** Problem statement **
Copy the lines exactly, starting with the line containing "Indicate the snow-covered" and going on through the line containing "pixel 601 40", both included. Omit the pictures from your copy.

┌─ Data lines

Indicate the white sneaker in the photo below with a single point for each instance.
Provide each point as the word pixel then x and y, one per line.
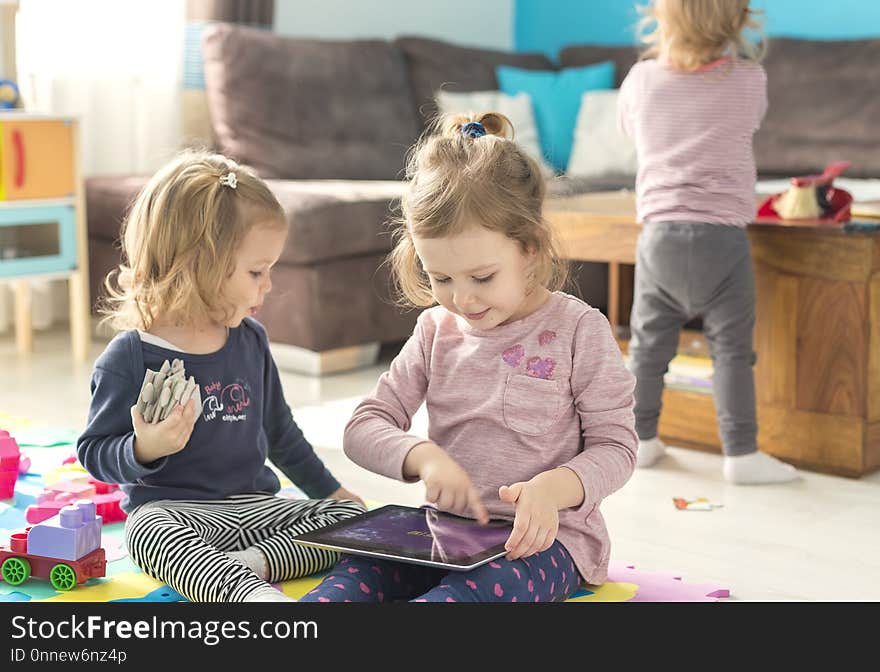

└─
┌─ Data lines

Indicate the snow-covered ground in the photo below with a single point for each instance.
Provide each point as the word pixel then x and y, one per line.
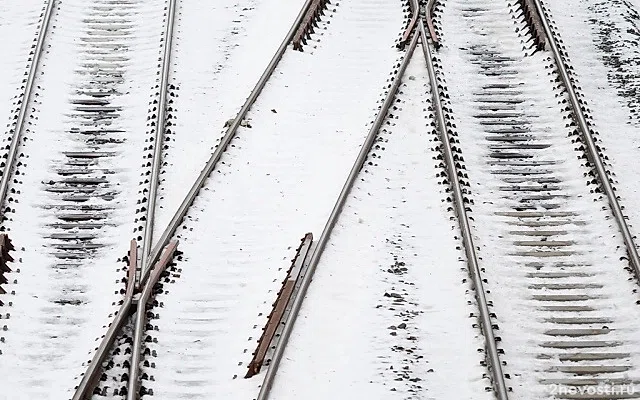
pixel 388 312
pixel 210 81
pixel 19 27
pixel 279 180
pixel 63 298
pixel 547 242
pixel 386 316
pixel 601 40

└─

** Correct output **
Indicate the snow-covered ground in the photo below with a single point for each instance.
Provide each point as the word pixel then x and y, one per line.
pixel 388 312
pixel 210 81
pixel 19 27
pixel 279 180
pixel 63 298
pixel 547 242
pixel 386 316
pixel 601 40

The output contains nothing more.